For the first time, the Motion Picture Industry Health Plan will charge premiums for members with dependents: $25 a month for one dependent and $50 a month for members with two or more dependents. There’s still no premium required for members without dependents.
“Our goals going into these negotiations have been met,” said IATSE president Matt Loeb. The negotiations “resulted in a fair deal that will provide employment stability, protect our health and pension plans and provide for wage increases in a fragile economy,” he added.
The pension and health plan was facing a funding shortfall that Loeb estimated at “over $400 million.” Another source, speaking on background, gave The Hollywood Reporter a $350 million forecast over the next three years. Both figures were an improvement from the plan’s $500 million estimate six months ago but were still substantial.
“We understand how important health and pension benefits are to Hollywood crew members and their families and the risk posed by the projected shortfall in funding those benefits,” the AMPTP said. “We worked diligently with IATSE to resolve the funding crisis and keep these plans financially sound and a vital resource for participants.”
According to Loeb, the studios agreed to a $1-an-hour increase in the health plan contribution rate, which he described as a 20 percent increase over the current rate of $5 per hour. Those contributions, which employers pay in addition to wage, are part of the way the pension and health plans are funded.
In addition, some funding ($0.305 an hour, or 30.5 cents) that employers contribute to one of the retirement plans – the Individual Account Plan – will be reallocated to the health plan. The effect of this on the IAP could not immediately be determined.

• Exercise requirements:
Using the health plan article, answer these:
(a) What monthly premium will members with two or more dependents pay?
(b) At what figure did Loeb estimate the funding shortfall?
(c) What is the current health plan contribution rate per hour?
These records come from a separate source.

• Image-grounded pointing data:
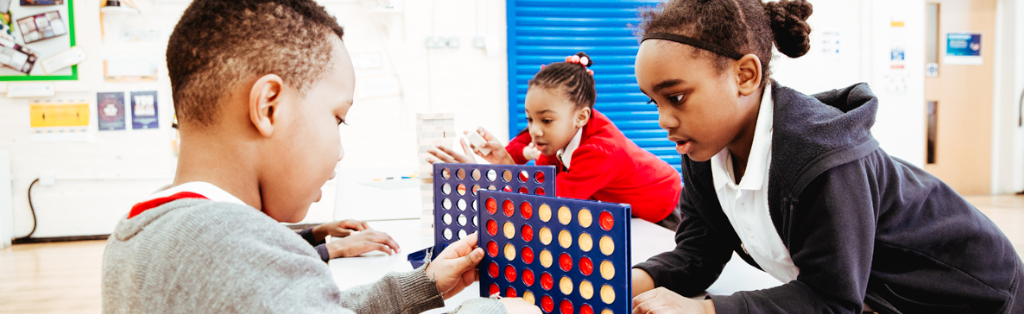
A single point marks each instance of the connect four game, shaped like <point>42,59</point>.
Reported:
<point>457,186</point>
<point>565,256</point>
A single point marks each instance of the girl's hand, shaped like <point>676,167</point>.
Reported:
<point>361,242</point>
<point>664,301</point>
<point>455,267</point>
<point>445,154</point>
<point>530,152</point>
<point>339,228</point>
<point>498,154</point>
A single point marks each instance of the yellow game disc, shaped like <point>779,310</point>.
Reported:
<point>528,297</point>
<point>607,294</point>
<point>607,271</point>
<point>607,245</point>
<point>586,289</point>
<point>509,252</point>
<point>544,212</point>
<point>586,242</point>
<point>509,230</point>
<point>566,285</point>
<point>586,219</point>
<point>564,238</point>
<point>545,235</point>
<point>564,215</point>
<point>546,259</point>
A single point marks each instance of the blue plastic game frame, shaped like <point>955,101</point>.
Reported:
<point>620,257</point>
<point>459,202</point>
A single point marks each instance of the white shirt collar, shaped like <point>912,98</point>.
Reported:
<point>203,188</point>
<point>757,162</point>
<point>565,154</point>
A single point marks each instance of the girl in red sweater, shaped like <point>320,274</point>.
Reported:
<point>593,159</point>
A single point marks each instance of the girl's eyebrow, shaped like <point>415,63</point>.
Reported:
<point>668,83</point>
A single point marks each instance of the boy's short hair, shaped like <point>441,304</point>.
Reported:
<point>217,43</point>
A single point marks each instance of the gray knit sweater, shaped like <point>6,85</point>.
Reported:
<point>197,256</point>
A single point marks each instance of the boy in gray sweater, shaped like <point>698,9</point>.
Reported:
<point>259,88</point>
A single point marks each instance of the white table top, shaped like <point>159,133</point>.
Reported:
<point>648,239</point>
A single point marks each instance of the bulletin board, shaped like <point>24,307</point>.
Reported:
<point>43,48</point>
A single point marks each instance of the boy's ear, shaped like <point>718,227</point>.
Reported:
<point>749,75</point>
<point>264,102</point>
<point>583,117</point>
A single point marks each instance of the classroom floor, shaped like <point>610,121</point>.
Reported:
<point>65,277</point>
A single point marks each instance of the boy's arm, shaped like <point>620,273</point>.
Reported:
<point>697,260</point>
<point>832,242</point>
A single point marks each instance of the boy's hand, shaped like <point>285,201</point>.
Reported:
<point>455,268</point>
<point>363,242</point>
<point>498,153</point>
<point>662,300</point>
<point>517,305</point>
<point>339,228</point>
<point>445,154</point>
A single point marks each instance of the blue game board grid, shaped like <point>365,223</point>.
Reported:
<point>469,197</point>
<point>620,258</point>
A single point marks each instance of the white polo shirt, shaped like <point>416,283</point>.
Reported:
<point>747,204</point>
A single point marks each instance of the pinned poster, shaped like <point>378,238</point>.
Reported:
<point>963,48</point>
<point>59,120</point>
<point>111,110</point>
<point>143,110</point>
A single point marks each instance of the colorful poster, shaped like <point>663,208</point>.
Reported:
<point>111,110</point>
<point>59,120</point>
<point>143,110</point>
<point>963,48</point>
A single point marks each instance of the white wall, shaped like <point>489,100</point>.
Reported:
<point>97,182</point>
<point>864,42</point>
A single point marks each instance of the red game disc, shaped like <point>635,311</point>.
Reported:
<point>510,273</point>
<point>565,307</point>
<point>527,233</point>
<point>493,249</point>
<point>492,206</point>
<point>527,255</point>
<point>547,305</point>
<point>527,277</point>
<point>565,262</point>
<point>493,270</point>
<point>509,208</point>
<point>606,221</point>
<point>492,227</point>
<point>526,210</point>
<point>586,266</point>
<point>546,281</point>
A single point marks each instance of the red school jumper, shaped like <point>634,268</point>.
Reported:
<point>610,168</point>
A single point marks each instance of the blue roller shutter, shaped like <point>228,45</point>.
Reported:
<point>542,32</point>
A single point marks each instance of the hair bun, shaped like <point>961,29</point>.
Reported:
<point>589,60</point>
<point>788,24</point>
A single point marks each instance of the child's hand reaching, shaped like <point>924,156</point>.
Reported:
<point>498,153</point>
<point>455,268</point>
<point>360,243</point>
<point>662,300</point>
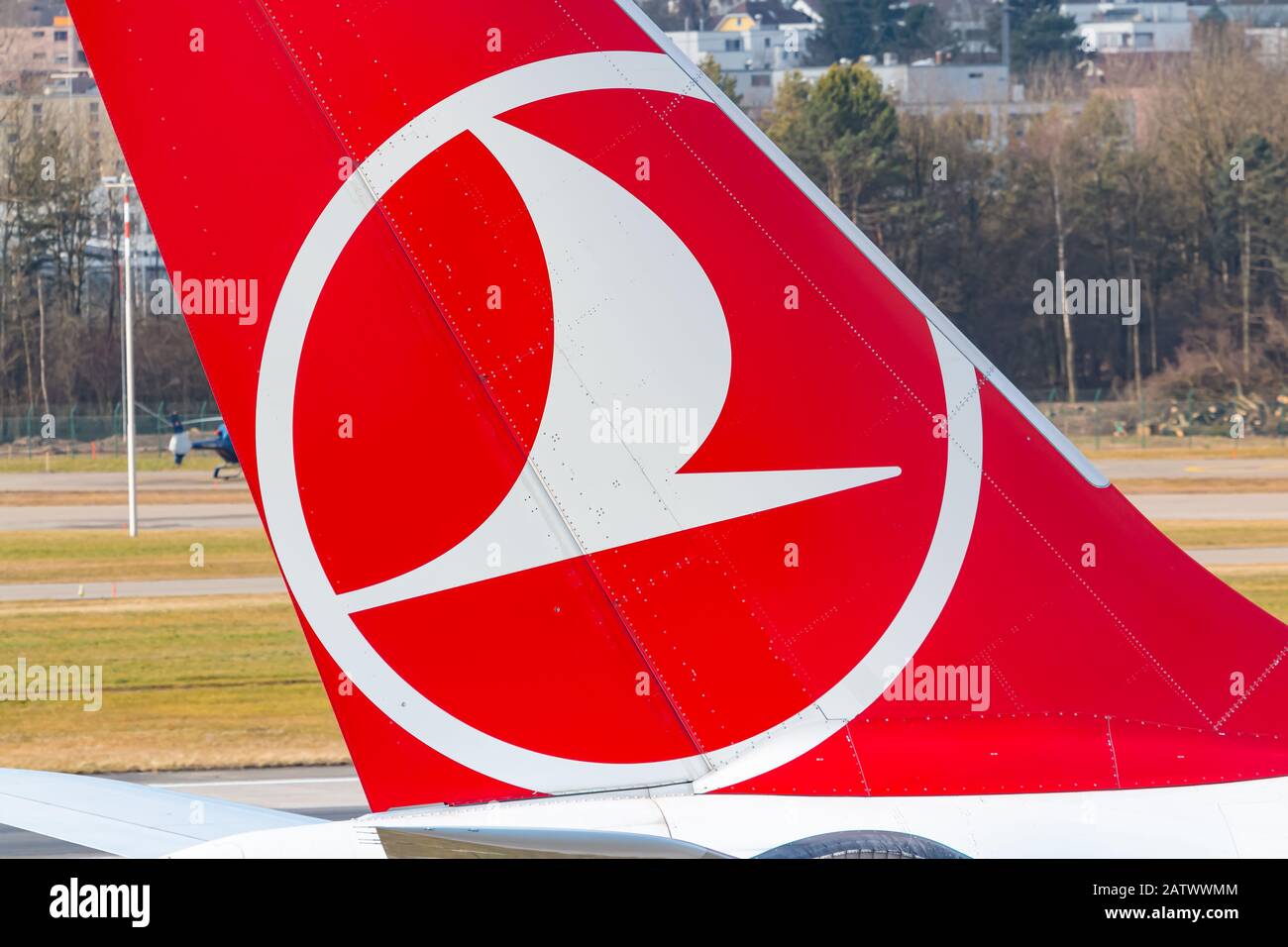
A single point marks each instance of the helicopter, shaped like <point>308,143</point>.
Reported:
<point>181,444</point>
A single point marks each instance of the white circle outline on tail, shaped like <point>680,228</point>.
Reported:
<point>330,616</point>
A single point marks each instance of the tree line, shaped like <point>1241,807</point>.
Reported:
<point>1173,179</point>
<point>60,289</point>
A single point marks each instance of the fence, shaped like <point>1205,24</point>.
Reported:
<point>1164,421</point>
<point>95,429</point>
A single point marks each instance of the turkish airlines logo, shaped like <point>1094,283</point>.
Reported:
<point>575,496</point>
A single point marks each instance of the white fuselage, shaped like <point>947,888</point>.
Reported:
<point>1247,819</point>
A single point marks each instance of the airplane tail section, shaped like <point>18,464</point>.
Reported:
<point>599,450</point>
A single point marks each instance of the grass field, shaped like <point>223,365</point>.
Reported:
<point>1198,447</point>
<point>187,684</point>
<point>101,556</point>
<point>147,497</point>
<point>18,462</point>
<point>1203,484</point>
<point>1211,534</point>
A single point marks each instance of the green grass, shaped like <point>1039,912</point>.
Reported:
<point>189,684</point>
<point>18,462</point>
<point>1269,589</point>
<point>1197,447</point>
<point>1209,534</point>
<point>101,556</point>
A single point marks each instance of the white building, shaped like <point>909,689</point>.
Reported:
<point>750,52</point>
<point>1131,27</point>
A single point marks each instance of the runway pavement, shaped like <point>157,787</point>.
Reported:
<point>1181,468</point>
<point>172,587</point>
<point>233,515</point>
<point>330,792</point>
<point>1211,505</point>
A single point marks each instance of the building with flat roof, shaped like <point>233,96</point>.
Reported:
<point>1119,27</point>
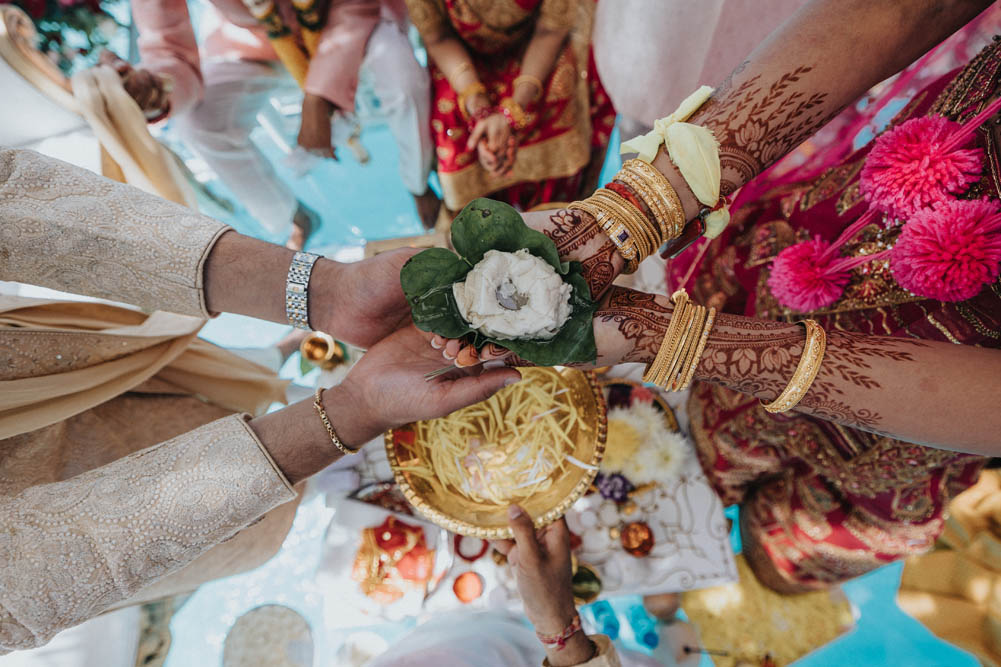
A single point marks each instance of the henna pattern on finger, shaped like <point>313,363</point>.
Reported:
<point>640,317</point>
<point>572,233</point>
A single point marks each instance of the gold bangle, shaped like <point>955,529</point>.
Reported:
<point>668,199</point>
<point>614,227</point>
<point>317,404</point>
<point>689,344</point>
<point>634,226</point>
<point>656,371</point>
<point>697,357</point>
<point>534,80</point>
<point>688,324</point>
<point>806,371</point>
<point>471,90</point>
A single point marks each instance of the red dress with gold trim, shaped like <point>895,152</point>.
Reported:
<point>573,119</point>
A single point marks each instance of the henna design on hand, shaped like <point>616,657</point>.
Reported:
<point>572,234</point>
<point>639,317</point>
<point>756,122</point>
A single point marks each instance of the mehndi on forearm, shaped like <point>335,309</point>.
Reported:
<point>924,392</point>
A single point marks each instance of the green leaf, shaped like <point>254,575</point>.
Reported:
<point>426,279</point>
<point>485,224</point>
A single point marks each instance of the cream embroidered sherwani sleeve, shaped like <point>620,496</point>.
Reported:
<point>67,228</point>
<point>72,549</point>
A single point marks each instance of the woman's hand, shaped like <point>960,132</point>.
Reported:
<point>541,562</point>
<point>147,89</point>
<point>314,128</point>
<point>494,143</point>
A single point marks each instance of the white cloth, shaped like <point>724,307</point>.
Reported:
<point>218,128</point>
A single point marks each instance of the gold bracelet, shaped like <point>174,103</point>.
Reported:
<point>697,357</point>
<point>677,374</point>
<point>534,80</point>
<point>634,226</point>
<point>617,231</point>
<point>471,90</point>
<point>658,193</point>
<point>806,371</point>
<point>329,429</point>
<point>668,200</point>
<point>688,325</point>
<point>657,371</point>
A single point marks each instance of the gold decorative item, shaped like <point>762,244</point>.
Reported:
<point>578,393</point>
<point>587,584</point>
<point>322,351</point>
<point>638,539</point>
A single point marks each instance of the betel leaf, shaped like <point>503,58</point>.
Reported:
<point>483,224</point>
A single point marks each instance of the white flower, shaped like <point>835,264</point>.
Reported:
<point>511,295</point>
<point>661,454</point>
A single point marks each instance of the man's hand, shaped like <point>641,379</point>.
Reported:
<point>147,89</point>
<point>314,130</point>
<point>363,302</point>
<point>386,388</point>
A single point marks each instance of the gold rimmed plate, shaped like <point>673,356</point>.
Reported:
<point>466,514</point>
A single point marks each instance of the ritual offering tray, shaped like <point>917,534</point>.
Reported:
<point>537,443</point>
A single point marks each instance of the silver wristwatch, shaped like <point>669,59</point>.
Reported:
<point>297,289</point>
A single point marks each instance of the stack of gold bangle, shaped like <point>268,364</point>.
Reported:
<point>658,193</point>
<point>806,371</point>
<point>635,234</point>
<point>683,345</point>
<point>625,224</point>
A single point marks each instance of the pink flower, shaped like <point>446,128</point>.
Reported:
<point>910,167</point>
<point>802,279</point>
<point>949,252</point>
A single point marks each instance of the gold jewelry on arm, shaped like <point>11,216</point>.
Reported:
<point>318,405</point>
<point>659,195</point>
<point>697,357</point>
<point>534,80</point>
<point>806,371</point>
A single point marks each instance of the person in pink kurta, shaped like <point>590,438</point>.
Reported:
<point>214,93</point>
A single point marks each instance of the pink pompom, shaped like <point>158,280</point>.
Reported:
<point>912,166</point>
<point>950,251</point>
<point>806,276</point>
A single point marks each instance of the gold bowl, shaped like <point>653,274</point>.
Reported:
<point>487,520</point>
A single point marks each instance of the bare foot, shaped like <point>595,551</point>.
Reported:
<point>427,207</point>
<point>303,223</point>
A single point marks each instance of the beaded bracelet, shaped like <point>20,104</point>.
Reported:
<point>560,639</point>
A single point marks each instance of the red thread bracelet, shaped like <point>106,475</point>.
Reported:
<point>560,640</point>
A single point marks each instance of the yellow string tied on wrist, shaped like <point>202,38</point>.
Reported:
<point>694,150</point>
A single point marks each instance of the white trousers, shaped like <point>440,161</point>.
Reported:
<point>218,128</point>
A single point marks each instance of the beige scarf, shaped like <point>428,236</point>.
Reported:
<point>68,357</point>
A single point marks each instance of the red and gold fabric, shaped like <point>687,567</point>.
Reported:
<point>822,502</point>
<point>573,117</point>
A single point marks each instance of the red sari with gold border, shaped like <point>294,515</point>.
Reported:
<point>571,122</point>
<point>824,503</point>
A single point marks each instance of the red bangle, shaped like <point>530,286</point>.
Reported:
<point>560,640</point>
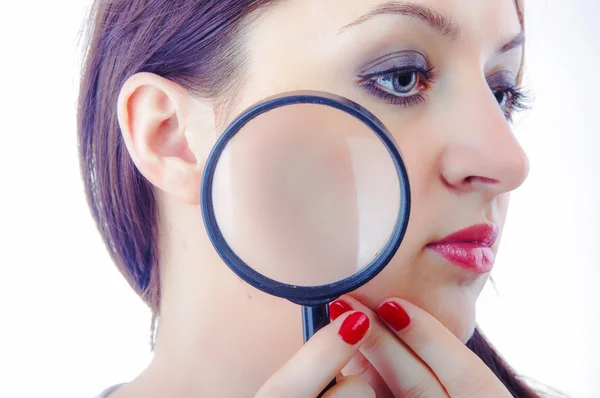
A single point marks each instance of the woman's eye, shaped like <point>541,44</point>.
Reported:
<point>399,83</point>
<point>502,98</point>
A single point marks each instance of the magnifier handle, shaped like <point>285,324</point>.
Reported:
<point>314,319</point>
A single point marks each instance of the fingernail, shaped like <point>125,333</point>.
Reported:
<point>394,315</point>
<point>337,308</point>
<point>354,328</point>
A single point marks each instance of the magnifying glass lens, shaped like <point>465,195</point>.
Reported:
<point>306,194</point>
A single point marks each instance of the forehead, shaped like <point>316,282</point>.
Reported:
<point>488,20</point>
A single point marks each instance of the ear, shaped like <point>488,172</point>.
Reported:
<point>152,115</point>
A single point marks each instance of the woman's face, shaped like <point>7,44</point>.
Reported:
<point>439,74</point>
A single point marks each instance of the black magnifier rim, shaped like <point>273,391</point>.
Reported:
<point>305,295</point>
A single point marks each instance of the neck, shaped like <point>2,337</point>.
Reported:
<point>217,336</point>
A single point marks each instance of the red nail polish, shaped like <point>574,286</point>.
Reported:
<point>354,328</point>
<point>337,308</point>
<point>394,315</point>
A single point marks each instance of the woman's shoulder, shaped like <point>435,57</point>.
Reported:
<point>106,393</point>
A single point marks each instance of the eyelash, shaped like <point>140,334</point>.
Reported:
<point>518,98</point>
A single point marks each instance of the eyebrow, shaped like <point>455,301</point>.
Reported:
<point>436,20</point>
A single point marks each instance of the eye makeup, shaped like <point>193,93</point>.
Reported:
<point>403,78</point>
<point>399,78</point>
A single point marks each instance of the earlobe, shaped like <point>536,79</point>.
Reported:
<point>151,113</point>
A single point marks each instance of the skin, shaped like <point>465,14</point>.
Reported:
<point>217,334</point>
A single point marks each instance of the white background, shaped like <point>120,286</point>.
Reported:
<point>69,325</point>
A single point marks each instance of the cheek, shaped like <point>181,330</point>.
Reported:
<point>304,197</point>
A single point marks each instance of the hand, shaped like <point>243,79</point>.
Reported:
<point>320,360</point>
<point>409,353</point>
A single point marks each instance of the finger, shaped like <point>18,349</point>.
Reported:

• Response below:
(a) $50 a month
(b) Over $400 million
(c) $5 per hour